▸ Task
Please reproduce all the data exactly as written and omit the pictures.

▸ Photo-based referring expression data
BEGIN

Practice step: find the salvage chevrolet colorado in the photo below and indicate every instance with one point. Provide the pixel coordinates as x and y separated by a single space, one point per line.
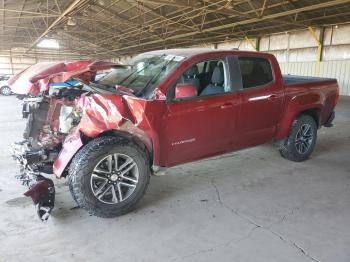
162 109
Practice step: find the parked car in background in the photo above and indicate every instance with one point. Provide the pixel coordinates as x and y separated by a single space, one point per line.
5 90
166 108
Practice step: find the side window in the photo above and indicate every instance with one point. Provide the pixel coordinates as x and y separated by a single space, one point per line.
255 71
210 77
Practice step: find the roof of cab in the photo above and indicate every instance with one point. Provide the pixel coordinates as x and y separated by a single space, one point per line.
189 52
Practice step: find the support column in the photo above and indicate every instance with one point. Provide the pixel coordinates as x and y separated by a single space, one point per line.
251 43
319 41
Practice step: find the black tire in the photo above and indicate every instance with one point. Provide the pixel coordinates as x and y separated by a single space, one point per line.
290 147
5 91
88 158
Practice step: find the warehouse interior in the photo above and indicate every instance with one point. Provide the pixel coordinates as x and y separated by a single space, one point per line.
250 205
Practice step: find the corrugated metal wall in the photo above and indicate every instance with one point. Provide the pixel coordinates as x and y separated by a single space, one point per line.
339 69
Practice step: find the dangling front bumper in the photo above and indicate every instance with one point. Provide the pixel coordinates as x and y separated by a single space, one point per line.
41 189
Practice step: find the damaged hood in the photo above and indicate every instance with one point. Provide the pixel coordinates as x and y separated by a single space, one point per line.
36 78
103 113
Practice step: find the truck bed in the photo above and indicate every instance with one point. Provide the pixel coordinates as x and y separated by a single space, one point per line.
294 79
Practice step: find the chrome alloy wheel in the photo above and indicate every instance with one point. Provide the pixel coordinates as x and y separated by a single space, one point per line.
114 178
304 138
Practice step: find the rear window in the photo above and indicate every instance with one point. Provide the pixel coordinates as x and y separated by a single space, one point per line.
255 71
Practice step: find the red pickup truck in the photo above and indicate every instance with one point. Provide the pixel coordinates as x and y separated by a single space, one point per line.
163 109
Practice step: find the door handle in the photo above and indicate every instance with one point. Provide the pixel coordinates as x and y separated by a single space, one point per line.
226 105
273 96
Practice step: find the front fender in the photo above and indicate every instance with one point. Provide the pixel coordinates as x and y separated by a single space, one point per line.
70 147
104 114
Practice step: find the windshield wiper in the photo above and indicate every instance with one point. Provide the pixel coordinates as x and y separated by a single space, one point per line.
137 71
154 76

END

▸ Exercise result
Practice step: find the salvage chevrolet colorado in the photo below and indicate every instance with one point. Provide the pixel coordinates as x and y separated by a single space, one point per line.
162 109
Practice step: find the parked car in background in the photo above and indicate every instance with one point. Provide the pixel coordinates as x and y separated by a single space, one point per line.
5 90
166 108
Practice step: find the side window in the photo above and indicate every instance with one point. Provide the pixel coordinates as x and y separated by a single space, one point per line.
255 71
210 77
Practice step: find the roof of cab in the photo above and indicate every instance with one point. Provide the pixel coordinates as x and y separated by a single space, one point per line.
189 52
Practice step: find the support column in the photo above and indicate every instance with one point. Provide the pixel coordinates as x and y separated by a single space, one point per line.
251 43
319 41
Practice step: find the black tire in the photo above and indicate every instance with one point. Provide the pixel coordinates as x and y separated by a single space, one point per line.
290 147
5 91
88 158
Practice step: find the warehouse interior in the photo above and indicate every instance with one point. Provide the pixel coordinates as x and y separated by a single space, one point per line.
250 205
Practice step: find the corrugated metal wall in the photo above and indicate every instance with one point. Provide the pixel coordinates as x and y separated by a single space, one point per line.
339 69
Practice step: find the dangling front bumper in the photo above and indicate every instance with one point. Provide the pixel coordinates as x and y separated by a single space, one point per line.
41 189
Practice step: find the damaged hood in the photo above and indicate every instance with one point. Provide the pixel coordinates as x and y separated by a single space, one point per line.
36 78
103 113
Practice step: find the truck bed in the photo above and indicate every instance with one point. Provide the pixel coordinates as x and y separated by a single space, one point per line.
294 79
Practice step: find the chrome alloy wheel in the photo above and indicate every instance with one point. Provide the pixel coordinates as x and y separated by a single space, one point per line.
114 178
304 138
Practice step: find the rear window in the photo above and indicate every instance with one point. Provide the pixel coordinates as x and y separated by a single space, one point per line.
255 71
Practice step: find the red pickup truck in the photo above and indicate every instance with one point. Provide the pixel coordinates as x and y separated by a single space, one point per line.
163 109
Practice step: find the door handle in the photo above and indicate every instance with one point. Provide the pixel coordinates as x and y separated by a single space, one point per line.
226 105
273 96
Practice step: find the front fender in the photo above and indicate every instance with one point. Provide the pixel coordinates as x and y separated by a single space, one point per line.
70 147
104 114
Practice step: find the windshield wiper in the photo above and indicate every instance with one point. Provide the pixel coordinates as x and y separated by a single space, one point per line.
137 71
154 76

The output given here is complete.